### STATED EXERCISE A
From the SDK output documentation, copy word for word the stretch from "# Generate path" through "organizing output files.".
* * * *
Generate file paths for output chunks with support for query extraction markers using the path_gen() method:

from application_sdk.outputs import ParquetOutput

parquet_output = ParquetOutput(
output_path="/tmp/output",
output_suffix="data"
)

# Generate path for chunk
path = parquet_output.path_gen(
chunk_count=5,
chunk_part=2,
start_marker="query_start",
end_marker="query_end"
)
# Returns: /tmp/output/data_chunk_2_query_start_query_end.parquet

The path_gen() method constructs file paths based on chunk information and optional markers, which is useful for tracking query extraction boundaries or organizing output files.

Processing null fields

Use the process_null_fields() method to clean data before writing. This method recursively removes null values from dictionaries and lists:

from application_sdk.outputs import JsonOutput

json_output = JsonOutput(
output_path="/tmp/output",
output_suffix="data"
)

# Clean data with null field processing
cleaned_data = json_output.process_null_fields(
obj={"field1": "value", "field2": None, "nested": {"key": None}},
preserve_fields=["required_field", "identity_cycle"],
null_to_empty_dict_fields=["attributes", "customAttributes"]
)
* * * *
### STATED EXERCISE B
Quote the entire listing below exactly, leaving out the pictures.

### THE RECORDS
* * * *
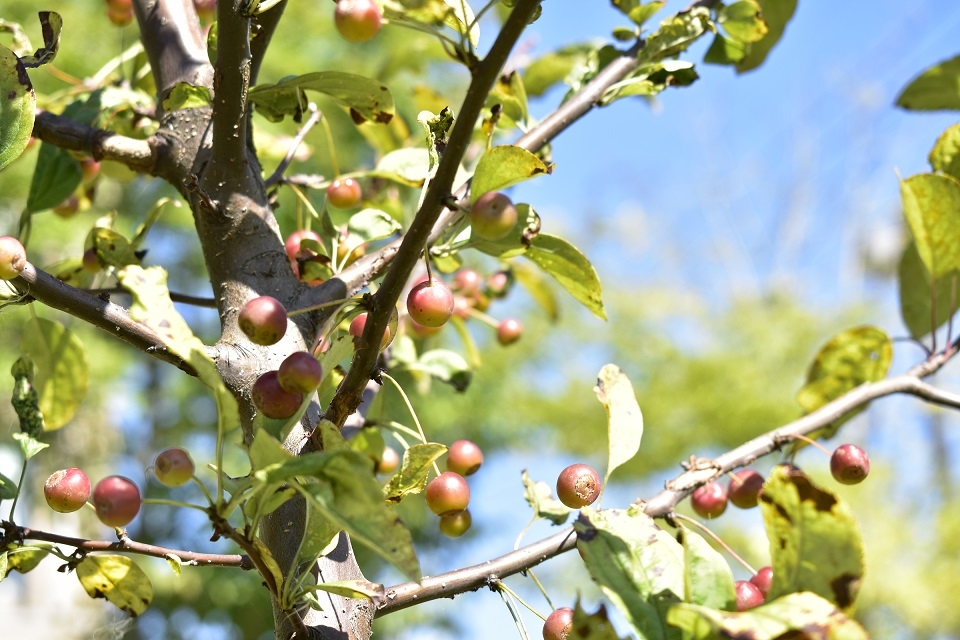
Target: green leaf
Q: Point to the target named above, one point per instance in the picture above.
(118, 579)
(412, 476)
(540, 498)
(708, 580)
(624, 418)
(742, 21)
(56, 177)
(186, 96)
(367, 99)
(17, 109)
(8, 488)
(503, 166)
(570, 268)
(917, 297)
(776, 14)
(945, 155)
(369, 224)
(152, 306)
(936, 88)
(815, 543)
(846, 361)
(798, 615)
(50, 26)
(639, 567)
(446, 366)
(62, 371)
(931, 205)
(406, 166)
* * * *
### EXPECTED ANSWER A
# Generate path for chunk
path = parquet_output.path_gen(
chunk_count=5,
chunk_part=2,
start_marker="query_start",
end_marker="query_end"
)
# Returns: /tmp/output/data_chunk_2_query_start_query_end.parquet

The path_gen() method constructs file paths based on chunk information and optional markers, which is useful for tracking query extraction boundaries or organizing output files.

### EXPECTED ANSWER B
Target: green leaf
Q: Point to the target named above, one point per instance in the picture above.
(118, 579)
(412, 476)
(540, 498)
(708, 580)
(624, 418)
(742, 21)
(56, 177)
(186, 96)
(367, 99)
(17, 109)
(8, 488)
(503, 166)
(570, 268)
(917, 297)
(776, 14)
(945, 155)
(369, 224)
(152, 306)
(936, 88)
(815, 543)
(846, 361)
(798, 615)
(50, 26)
(639, 567)
(446, 366)
(62, 371)
(931, 205)
(406, 166)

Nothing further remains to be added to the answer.